>> START EXCERPT PROVIDED

Hacker News new | ask | show | jobs
by gus_massa 1529 days ago
> sets high goals

The problem is that in the initial releases the "high goals" were listed as "features" of the language, not as planed improvements of the initial implementation. So even now when I read a list like in the article, I'm not sure which are already implemented and which are just wishes, but after the initial bad impression I'm not bother to check.

1 comments

Problem? Is the communication not up to the author? And shouldn't people rather help out than just make demands on an open source project?
That is absurd. He's not saying "I have an idea, and with a bit of help we might reach extraordinary numbers", he claims "better faster leaner than everybody else".
Nice to see he's kept his word and following through as is the community. Really great and lovable group of folks. Sometimes there are cultural differentials, but everyone is really great and with a primary and essentially only rule of "be nice" - I think it's a breath of fresh air in this screwed up time.

>> END EXCERPT PROVIDED
>> START ENTRIES

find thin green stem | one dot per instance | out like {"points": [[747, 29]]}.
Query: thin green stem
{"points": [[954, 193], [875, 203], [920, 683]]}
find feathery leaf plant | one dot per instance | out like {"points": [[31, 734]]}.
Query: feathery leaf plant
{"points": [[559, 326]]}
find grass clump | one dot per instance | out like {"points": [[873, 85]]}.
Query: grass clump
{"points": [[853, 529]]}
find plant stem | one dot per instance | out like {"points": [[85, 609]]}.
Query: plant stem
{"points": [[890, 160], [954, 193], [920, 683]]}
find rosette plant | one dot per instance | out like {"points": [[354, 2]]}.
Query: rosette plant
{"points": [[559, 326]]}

>> END ENTRIES
>> START ENTRIES

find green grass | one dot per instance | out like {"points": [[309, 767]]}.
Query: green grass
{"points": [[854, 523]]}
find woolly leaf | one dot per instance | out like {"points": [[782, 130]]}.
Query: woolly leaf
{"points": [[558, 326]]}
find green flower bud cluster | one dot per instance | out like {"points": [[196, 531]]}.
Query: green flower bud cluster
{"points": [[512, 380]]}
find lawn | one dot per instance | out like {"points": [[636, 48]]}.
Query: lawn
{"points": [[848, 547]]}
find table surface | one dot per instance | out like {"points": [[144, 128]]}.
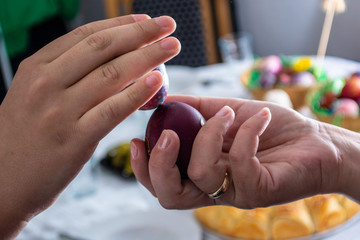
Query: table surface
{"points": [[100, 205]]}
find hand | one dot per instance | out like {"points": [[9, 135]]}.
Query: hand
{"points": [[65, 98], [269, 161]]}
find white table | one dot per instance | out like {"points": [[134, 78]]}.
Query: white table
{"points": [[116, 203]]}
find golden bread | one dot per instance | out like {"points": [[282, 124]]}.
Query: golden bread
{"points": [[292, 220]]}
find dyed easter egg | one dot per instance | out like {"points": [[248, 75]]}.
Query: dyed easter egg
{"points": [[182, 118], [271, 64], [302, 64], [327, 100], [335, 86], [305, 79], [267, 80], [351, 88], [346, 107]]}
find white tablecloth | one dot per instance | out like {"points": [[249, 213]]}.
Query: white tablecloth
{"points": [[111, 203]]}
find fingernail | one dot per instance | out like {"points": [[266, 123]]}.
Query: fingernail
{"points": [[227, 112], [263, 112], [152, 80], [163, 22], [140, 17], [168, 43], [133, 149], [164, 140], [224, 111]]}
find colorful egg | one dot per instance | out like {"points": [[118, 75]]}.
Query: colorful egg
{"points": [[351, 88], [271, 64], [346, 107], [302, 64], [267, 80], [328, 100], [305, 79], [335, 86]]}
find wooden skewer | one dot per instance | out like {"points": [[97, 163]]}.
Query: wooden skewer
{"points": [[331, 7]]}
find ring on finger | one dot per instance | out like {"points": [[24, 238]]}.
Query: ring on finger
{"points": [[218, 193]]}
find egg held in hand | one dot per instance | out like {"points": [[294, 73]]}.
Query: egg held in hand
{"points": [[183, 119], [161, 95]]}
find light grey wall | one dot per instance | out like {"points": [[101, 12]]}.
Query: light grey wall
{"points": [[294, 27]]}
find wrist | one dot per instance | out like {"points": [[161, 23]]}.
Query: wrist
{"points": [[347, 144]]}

>> END ENTRIES
>> START ENTRIES

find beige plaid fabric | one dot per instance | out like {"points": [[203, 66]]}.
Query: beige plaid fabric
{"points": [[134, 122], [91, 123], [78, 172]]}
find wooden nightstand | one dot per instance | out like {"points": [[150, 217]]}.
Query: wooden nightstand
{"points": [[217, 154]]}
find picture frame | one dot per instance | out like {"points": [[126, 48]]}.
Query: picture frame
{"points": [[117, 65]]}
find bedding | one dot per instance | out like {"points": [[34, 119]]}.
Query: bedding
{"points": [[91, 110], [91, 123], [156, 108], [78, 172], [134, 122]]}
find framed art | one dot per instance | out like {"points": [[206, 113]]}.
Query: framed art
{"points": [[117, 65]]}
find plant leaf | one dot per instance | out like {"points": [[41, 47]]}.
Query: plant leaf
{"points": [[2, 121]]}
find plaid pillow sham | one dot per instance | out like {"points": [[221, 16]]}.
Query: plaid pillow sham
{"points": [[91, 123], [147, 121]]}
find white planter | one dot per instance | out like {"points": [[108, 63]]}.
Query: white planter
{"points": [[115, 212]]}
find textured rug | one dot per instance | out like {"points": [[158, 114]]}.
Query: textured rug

>> END ENTRIES

EXERCISES |
a) Reproduce the Hacker News comment thread from the top of the page word for word, in full.
b) Show every line of the records that contains the string "surface".

SOLUTIONS |
a)
Hacker News new | ask | show | jobs
by gus_massa 1529 days ago
> sets high goals

The problem is that in the initial releases the "high goals" were listed as "features" of the language, not as planed improvements of the initial implementation. So even now when I read a list like in the article, I'm not sure which are already implemented and which are just wishes, but after the initial bad impression I'm not bother to check.

1 comments

Problem? Is the communication not up to the author? And shouldn't people rather help out than just make demands on an open source project?
That is absurd. He's not saying "I have an idea, and with a bit of help we might reach extraordinary numbers", he claims "better faster leaner than everybody else".
Nice to see he's kept his word and following through as is the community. Really great and lovable group of folks. Sometimes there are cultural differentials, but everyone is really great and with a primary and essentially only rule of "be nice" - I think it's a breath of fresh air in this screwed up time.

b)
find table surface | one dot per instance | out like {"points": [[144, 128]]}.
Query: table surface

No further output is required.